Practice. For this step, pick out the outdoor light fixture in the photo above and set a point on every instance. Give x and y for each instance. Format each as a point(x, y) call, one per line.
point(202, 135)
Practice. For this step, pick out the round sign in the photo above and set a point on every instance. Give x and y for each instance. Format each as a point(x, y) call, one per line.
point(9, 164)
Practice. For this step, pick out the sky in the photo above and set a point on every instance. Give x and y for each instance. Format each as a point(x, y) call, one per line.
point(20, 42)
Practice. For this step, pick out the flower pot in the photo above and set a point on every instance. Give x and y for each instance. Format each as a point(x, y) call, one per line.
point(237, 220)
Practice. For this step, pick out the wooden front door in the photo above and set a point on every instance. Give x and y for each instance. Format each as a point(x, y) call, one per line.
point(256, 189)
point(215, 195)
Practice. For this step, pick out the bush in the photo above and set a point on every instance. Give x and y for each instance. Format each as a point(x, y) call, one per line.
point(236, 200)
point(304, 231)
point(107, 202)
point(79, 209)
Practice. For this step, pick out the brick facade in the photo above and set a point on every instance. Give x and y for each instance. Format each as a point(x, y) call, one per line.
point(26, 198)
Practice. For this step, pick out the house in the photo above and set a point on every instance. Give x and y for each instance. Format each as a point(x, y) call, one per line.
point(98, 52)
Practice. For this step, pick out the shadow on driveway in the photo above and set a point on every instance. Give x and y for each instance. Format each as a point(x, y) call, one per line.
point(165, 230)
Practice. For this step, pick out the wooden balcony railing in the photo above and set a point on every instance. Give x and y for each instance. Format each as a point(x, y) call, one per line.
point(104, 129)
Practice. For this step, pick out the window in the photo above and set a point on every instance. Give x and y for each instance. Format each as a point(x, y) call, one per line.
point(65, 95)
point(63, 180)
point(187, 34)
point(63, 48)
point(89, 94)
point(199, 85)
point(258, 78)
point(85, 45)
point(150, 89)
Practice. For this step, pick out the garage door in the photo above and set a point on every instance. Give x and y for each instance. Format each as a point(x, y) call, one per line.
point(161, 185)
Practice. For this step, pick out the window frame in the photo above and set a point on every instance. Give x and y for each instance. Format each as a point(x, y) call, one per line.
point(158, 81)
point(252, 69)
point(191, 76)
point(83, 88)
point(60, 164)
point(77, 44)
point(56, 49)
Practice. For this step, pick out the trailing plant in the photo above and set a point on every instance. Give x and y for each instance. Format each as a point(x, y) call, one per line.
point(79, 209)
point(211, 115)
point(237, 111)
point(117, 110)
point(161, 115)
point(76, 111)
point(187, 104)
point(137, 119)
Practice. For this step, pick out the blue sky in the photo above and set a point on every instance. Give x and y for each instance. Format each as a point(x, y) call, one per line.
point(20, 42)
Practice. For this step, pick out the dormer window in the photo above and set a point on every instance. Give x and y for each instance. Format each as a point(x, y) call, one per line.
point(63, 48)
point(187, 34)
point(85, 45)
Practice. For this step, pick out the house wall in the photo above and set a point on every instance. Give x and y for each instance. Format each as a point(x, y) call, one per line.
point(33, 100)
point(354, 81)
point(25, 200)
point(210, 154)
::::::::::
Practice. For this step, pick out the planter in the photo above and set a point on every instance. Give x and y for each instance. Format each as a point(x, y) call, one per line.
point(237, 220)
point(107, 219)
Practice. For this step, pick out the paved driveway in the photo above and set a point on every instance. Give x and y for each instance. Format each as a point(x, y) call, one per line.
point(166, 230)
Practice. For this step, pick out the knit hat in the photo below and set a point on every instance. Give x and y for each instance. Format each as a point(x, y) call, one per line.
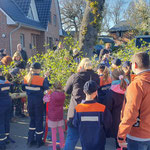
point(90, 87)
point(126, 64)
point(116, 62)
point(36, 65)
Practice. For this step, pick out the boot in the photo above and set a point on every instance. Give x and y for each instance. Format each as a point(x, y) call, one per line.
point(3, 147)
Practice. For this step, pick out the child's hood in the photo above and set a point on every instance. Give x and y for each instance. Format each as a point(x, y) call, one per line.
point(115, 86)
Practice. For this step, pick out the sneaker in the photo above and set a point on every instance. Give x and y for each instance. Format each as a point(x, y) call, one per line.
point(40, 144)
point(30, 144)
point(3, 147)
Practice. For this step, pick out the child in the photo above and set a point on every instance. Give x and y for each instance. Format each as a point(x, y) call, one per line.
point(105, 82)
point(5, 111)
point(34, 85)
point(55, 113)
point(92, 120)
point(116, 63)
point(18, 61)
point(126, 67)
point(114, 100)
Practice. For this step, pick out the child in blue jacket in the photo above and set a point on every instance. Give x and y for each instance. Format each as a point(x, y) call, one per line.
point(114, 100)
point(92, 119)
::::::::::
**Exercise description**
Output the lines starting at the one containing "Practice. For this step, pick out the blue" and ending at the one containing "point(210, 154)" as a numbered list, leaving out any blank lines.

**Result below**
1. Practice. For this step, pick out the blue sky in the photo above and set a point on every instance. Give x and y for each instance. Format each as a point(x, y) call, one per line.
2. point(20, 42)
3. Practice. For this step, pick out the dormer window in the photo above and set a point on every instance. Give x and y for each instance. Format each as a point(x, y) call, one per line.
4. point(63, 48)
5. point(187, 34)
6. point(85, 45)
7. Practice. For this step, pick out the house wall in the photo above and set a point on every instance. Give x and y for each instance. Format each as a point(x, y) call, one per line.
8. point(33, 100)
9. point(354, 81)
10. point(25, 200)
11. point(210, 154)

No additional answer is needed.